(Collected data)
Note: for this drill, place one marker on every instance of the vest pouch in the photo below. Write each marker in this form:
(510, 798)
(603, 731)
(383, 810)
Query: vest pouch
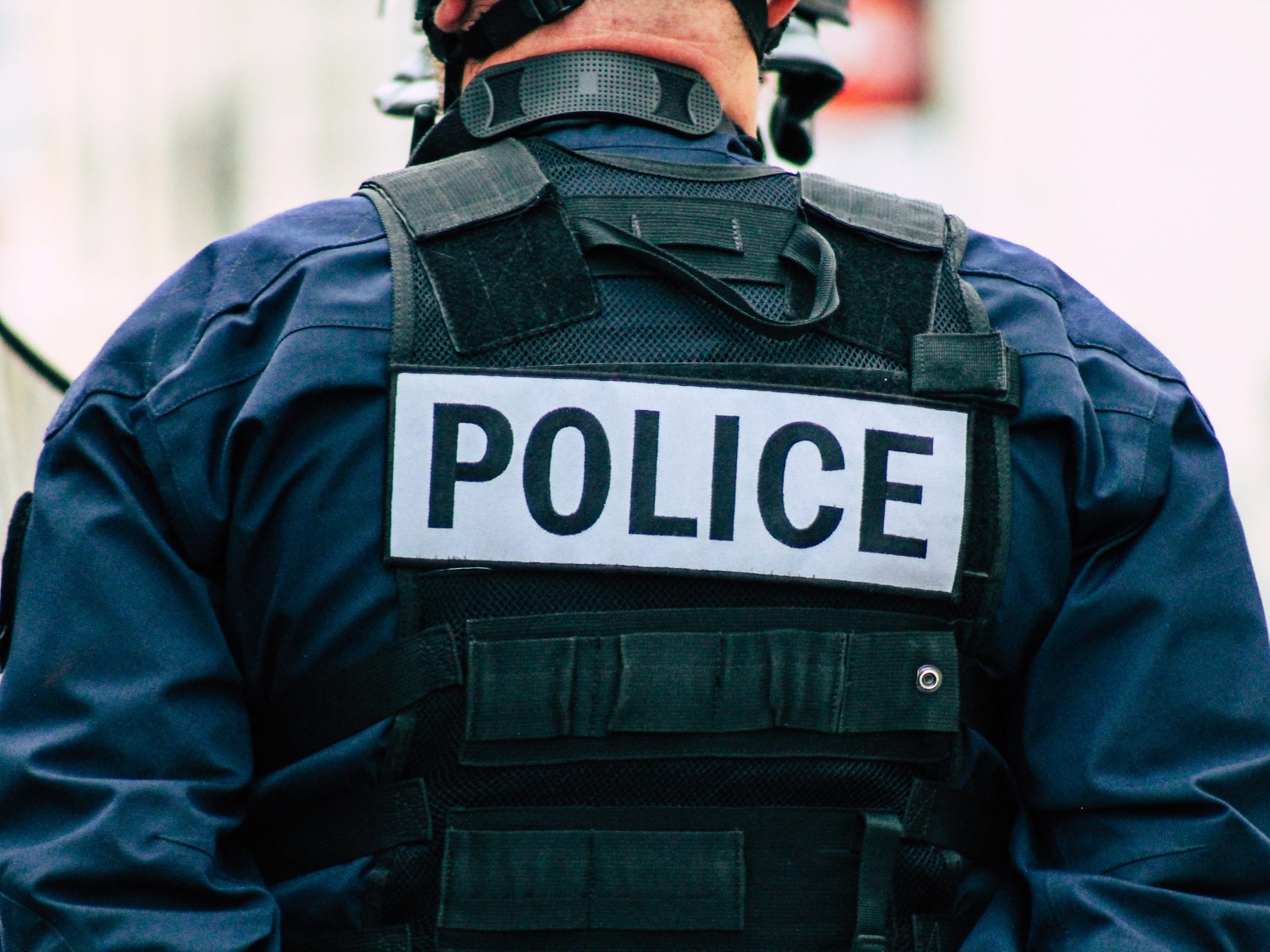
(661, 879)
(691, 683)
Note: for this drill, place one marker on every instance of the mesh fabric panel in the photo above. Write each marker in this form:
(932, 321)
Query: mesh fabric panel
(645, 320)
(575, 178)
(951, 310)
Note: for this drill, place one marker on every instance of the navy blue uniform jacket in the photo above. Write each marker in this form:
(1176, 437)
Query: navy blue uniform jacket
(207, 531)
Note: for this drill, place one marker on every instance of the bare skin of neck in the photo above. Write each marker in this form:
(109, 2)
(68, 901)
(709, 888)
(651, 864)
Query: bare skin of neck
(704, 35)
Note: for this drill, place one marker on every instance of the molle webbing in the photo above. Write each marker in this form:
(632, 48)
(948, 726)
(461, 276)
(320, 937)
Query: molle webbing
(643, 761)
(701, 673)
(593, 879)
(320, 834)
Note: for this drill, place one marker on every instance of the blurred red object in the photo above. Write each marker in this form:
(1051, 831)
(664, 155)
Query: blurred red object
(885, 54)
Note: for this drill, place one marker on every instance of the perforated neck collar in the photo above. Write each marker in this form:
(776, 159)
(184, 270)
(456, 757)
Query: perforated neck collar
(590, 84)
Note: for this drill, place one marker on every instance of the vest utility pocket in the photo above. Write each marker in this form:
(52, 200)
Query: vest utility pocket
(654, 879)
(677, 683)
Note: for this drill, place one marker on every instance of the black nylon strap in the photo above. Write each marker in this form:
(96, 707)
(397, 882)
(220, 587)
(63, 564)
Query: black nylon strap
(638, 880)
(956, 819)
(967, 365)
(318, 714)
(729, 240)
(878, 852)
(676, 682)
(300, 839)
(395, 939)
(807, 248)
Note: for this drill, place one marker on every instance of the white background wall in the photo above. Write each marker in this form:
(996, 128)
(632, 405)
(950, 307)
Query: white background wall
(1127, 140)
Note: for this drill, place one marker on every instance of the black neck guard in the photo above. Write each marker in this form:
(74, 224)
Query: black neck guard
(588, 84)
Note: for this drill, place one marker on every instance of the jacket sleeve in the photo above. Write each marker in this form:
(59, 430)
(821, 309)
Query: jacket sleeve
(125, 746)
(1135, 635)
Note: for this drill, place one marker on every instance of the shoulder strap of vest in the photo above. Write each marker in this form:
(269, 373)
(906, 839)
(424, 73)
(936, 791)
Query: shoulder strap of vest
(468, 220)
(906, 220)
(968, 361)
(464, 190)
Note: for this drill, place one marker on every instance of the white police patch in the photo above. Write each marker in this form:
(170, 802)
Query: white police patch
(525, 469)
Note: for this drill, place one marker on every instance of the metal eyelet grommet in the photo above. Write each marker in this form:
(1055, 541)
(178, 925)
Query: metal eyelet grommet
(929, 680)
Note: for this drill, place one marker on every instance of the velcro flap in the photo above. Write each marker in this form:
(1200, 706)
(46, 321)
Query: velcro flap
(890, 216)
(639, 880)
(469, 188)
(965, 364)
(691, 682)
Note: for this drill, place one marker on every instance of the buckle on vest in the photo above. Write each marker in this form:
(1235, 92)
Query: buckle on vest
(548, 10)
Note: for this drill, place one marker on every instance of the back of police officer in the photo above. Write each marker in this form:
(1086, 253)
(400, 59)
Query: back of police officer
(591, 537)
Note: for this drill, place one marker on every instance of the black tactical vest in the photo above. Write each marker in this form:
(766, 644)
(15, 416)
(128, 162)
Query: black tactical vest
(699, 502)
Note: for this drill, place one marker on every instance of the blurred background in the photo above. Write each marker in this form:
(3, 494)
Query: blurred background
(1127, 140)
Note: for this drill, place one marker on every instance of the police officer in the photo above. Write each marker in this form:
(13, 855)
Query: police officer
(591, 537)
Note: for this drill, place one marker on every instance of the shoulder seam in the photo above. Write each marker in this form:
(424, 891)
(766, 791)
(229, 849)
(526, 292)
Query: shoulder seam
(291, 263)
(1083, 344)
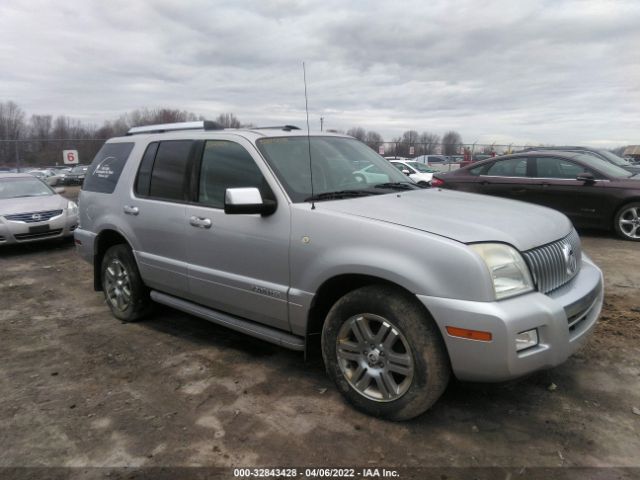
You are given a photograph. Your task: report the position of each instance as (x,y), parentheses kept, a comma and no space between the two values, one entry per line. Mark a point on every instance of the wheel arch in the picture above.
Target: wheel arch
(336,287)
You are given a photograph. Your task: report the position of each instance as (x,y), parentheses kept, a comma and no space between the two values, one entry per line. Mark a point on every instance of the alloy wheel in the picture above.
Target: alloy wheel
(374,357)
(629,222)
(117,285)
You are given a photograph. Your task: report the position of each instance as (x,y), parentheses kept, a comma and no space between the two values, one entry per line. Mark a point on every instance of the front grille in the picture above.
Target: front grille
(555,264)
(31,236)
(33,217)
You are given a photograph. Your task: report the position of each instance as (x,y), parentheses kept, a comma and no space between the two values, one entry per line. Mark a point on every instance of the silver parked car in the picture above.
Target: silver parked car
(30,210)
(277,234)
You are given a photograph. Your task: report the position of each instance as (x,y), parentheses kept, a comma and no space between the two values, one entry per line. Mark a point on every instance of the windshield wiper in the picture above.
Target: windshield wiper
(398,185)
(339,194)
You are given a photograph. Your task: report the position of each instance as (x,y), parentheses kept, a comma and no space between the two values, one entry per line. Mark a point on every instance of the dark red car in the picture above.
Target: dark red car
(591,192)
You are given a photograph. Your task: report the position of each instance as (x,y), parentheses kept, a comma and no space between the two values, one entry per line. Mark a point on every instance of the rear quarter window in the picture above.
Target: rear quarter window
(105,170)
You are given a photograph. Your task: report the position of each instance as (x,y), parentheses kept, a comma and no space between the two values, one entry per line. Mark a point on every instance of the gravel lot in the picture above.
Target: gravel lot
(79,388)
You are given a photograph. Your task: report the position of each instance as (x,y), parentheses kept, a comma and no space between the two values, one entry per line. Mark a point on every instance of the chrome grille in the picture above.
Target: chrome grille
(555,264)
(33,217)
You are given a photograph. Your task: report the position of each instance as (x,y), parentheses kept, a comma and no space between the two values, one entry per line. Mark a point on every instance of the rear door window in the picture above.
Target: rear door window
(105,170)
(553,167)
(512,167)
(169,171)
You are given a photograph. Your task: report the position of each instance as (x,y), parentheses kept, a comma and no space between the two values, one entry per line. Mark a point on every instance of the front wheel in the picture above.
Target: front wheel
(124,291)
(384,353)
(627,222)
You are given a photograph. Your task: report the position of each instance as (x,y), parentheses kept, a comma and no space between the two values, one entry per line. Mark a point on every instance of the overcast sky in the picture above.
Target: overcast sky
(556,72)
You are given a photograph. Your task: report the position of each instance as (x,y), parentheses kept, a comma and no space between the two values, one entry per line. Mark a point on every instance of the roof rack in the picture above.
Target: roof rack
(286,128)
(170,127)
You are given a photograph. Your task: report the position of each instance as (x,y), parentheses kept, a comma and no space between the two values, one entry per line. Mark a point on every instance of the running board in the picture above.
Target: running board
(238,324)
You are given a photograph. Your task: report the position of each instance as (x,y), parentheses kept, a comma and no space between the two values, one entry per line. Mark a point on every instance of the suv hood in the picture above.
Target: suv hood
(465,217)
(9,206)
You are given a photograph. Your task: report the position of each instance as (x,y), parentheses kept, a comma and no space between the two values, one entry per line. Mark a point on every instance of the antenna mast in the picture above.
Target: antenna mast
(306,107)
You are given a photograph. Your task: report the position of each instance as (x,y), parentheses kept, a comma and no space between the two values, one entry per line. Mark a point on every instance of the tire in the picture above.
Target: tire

[Work to do]: Copy every one of the lines above word for word, without any of the pictures.

[Full response]:
Note: for this drill, place one marker on every instance of the vest pouch in the photo below. Write each marker in this form:
(510, 798)
(603, 731)
(383, 810)
Query: vest pouch
(661, 879)
(691, 683)
Note: for this drill, place one marker on every instance of the mesh fabric panel in the photo above. Write each marker in this form:
(932, 321)
Query: mesh fabric panel
(645, 320)
(575, 178)
(951, 310)
Note: for this drill, place one marker on every instance of the navy blue uniform jacket in the photo above. Write each marker in this form:
(1176, 437)
Query: navy blue uniform jacket
(207, 531)
Note: for this drill, place one marker on every instance of the bare skin of neck in the photo above. Write each marker in this form:
(109, 2)
(68, 901)
(709, 888)
(651, 864)
Query: bare skin of neck
(704, 35)
Note: for this drill, place one marker on every instance of the molle webbing in the photo above. Write each marker in this form:
(632, 48)
(948, 726)
(461, 276)
(320, 937)
Query: molle webbing
(643, 761)
(701, 673)
(593, 879)
(320, 834)
Note: for this drill, place one marker on every instance of the blurred red object in the photo above. Write each marker in this form:
(1051, 831)
(664, 155)
Query: blurred red object
(885, 54)
Note: for this drill, place one marker on every instance of the perforated neck collar in the photo above. Write each marker in this form:
(776, 159)
(184, 270)
(456, 757)
Query: perforated neck collar
(590, 84)
Note: for this drill, place one marker on every instance of the vest utility pocket in the photo above. Write each marker in this form:
(52, 200)
Query: vest utility pocket
(654, 879)
(677, 683)
Note: for this drill, place one marker on every instance of the black nylon strap in the photo above. Write each marker in this form:
(96, 707)
(397, 882)
(220, 587)
(63, 564)
Query: black nylon strap
(638, 880)
(956, 819)
(967, 365)
(318, 714)
(729, 240)
(878, 852)
(676, 682)
(300, 839)
(395, 939)
(807, 248)
Note: for this drill, place one marker on every instance of the white background wall in the photo above. Write each marker in this form:
(996, 128)
(632, 405)
(950, 307)
Query: white background wall
(1127, 140)
Note: for this drill, place one marker on every instance of the black neck guard in the photo above. Write each marker in this form:
(74, 224)
Query: black neck guard
(588, 84)
Note: for this drill, place one marker on every instance of the jacket sleeve in the photo above. Write each marker in this form:
(59, 430)
(821, 309)
Query: jacket sleeve
(125, 746)
(1135, 635)
Note: for this drill, place one marker on every instance of the shoulder strap of vest in the photo above. Write each marker in this form:
(269, 373)
(906, 839)
(424, 73)
(936, 791)
Query: shoulder strap of vest
(468, 220)
(906, 220)
(968, 361)
(464, 190)
Note: for this drill, place one marker on every instance of the white police patch in the photo above. Write each marker in this form:
(170, 802)
Query: white police patch
(525, 469)
Note: for this drill, place one marker on every instance of the metal eyelet grommet in the photo above. Write each marker in this form:
(1055, 541)
(178, 925)
Query: metal eyelet grommet
(929, 680)
Note: for this drill, place one marker on every instance of the velcro flap in the photo above. Write each marker in this form:
(1200, 706)
(46, 321)
Query: velcro flap
(890, 216)
(639, 880)
(469, 188)
(965, 364)
(691, 682)
Note: for this drill, place one marker on every instance of the buckle on vest in the photo above. Write each marker in this form:
(1235, 92)
Query: buckle on vest
(548, 10)
Note: for this drill, place one marker on every instance of the back of police officer in the photo above. Write each marker in this form:
(1086, 253)
(400, 59)
Query: back of police officer
(591, 537)
Note: for this drill, place one marker on every instance of the black tactical vest in the photo above. Write each marker in this form:
(766, 644)
(15, 416)
(128, 162)
Query: black tactical vest
(699, 502)
Note: for this drill, place one marker on every instance of the blurred background in the photo above. Write each marker in this form:
(3, 494)
Query: blurred background
(1127, 140)
Note: for this drill, place one marker on every instance of the police officer in the photo above. Write each marker in this form:
(13, 855)
Query: police officer
(591, 537)
Note: for this drill, place one marker on every instance of the shoulder seam in the photo above. Write each marker in this form:
(424, 891)
(766, 791)
(229, 849)
(526, 292)
Query: shoulder seam
(291, 263)
(1083, 344)
You are given a photograph. Your task: report the position of each instance as (x,y), parentheses kept, a comma and no space between the two values, one entry per line. Mark a point on every instance of the wheel arch in the picture above.
Target: wheel arch
(336,287)
You are given a photograph. Your task: report the position of each instance as (x,y), parentheses kept, a comma and no space between the two values, one entry per line. Mark a point on every instance of the alloy wheel in the picture above.
Target: alloy wheel
(374,357)
(629,222)
(117,285)
You are given a photograph. Your task: report the position of each instance as (x,y), parentheses kept, a comma and no space between the two values, one entry per line. Mark a point on every instance of the front grille in the picture above.
Target: front grille
(555,264)
(31,236)
(33,217)
You are given a photograph. Your task: report the position of each instance as (x,y), parentheses kept, a comma and no space between the two values, one entry per line. Mark a point on every instance of the silver parked car in the picture above.
Target: silver parked car
(30,210)
(277,234)
You are given a photograph. Your task: report the position of each instance as (x,y), parentheses kept, a comma and no space between the two values, one entry per line. Mark a point on every instance of the windshield wiper in the picture above.
Target: windshield wiper
(398,185)
(339,194)
You are given a photograph. Your task: report the position of each instance as (x,y), parentheses kept, a comma and no space between the two values, one entry per line. Mark a point on every instance of the dark red car in the picture above.
Target: dark red car
(591,192)
You are given a photograph. Your task: report the position of each instance as (x,y), parentheses kept, a comma and no space between the two values, one entry per line. Mark a point on every instance of the rear quarter window in the picture above.
Target: rear quarter window
(105,170)
You are given a photograph. Your task: report the position of each instance as (x,y), parentheses kept, a comma and no space between the two values, one entry per line. Mark a point on every instance of the gravel lot in the picture above.
Target: gravel lot
(79,388)
You are given a photograph. Your task: report the position of each instance as (x,y), parentheses kept, a comma and no space between the two values, one entry per line. Mark a point on every instance of the chrome grille in the picture above.
Target: chrome grille
(555,264)
(33,217)
You are given a photograph. Your task: report the position of each instance as (x,y), parentheses kept, a comma and no space between the two values, one entry per line. Mark a point on every instance of the rear door window in the picture above.
Target: rear door window
(105,170)
(553,167)
(512,167)
(169,171)
You are given a photograph. Your task: report the position of each instance as (x,y), parentheses kept, a comma and no space between the two values, one entry per line. Mark a point on every instance of the front wheel in the picture above.
Target: front wheel
(124,291)
(384,353)
(627,222)
You are given a photograph. Your task: report the position of each instance as (x,y), parentheses kept, a comma and no space between the two values, one entry per line. Mark a point on every instance of the overcast sky in the picture above.
Target: overcast sky
(556,72)
You are given a photograph. Your task: report the position of each instance as (x,y), parentheses kept, a comma and no space between the two values, one entry per line. Mark a point on every instance of the roof rack in the picture above.
Target: roof rack
(286,128)
(170,127)
You are given a photograph. Your task: report the position of each instance as (x,y), parentheses kept, a comma and no space between the two values, one entry per line. Mark a point on every instance of the running board in the picture above.
Target: running board
(238,324)
You are given a photograph. Your task: report the position of each instance as (x,y), parentheses kept, a comma and no space between the two values, one entry per line. Mark a point on every instance of the suv hood in the picture above.
Target: suv hood
(465,217)
(9,206)
You are given a photograph. Your task: report the position of each instance as (x,y), parentheses kept, a comma and no space between the two values, one entry per line. Mark a point on every instance of the antenna mast in the picture above.
Target: antenna mast
(306,107)
You are given a photograph. Your task: report the position of each instance as (x,y), parentheses kept, a comma and no space between the two values, one entry per line. Mark a point on every instance of the tire in the picture above.
Target: tire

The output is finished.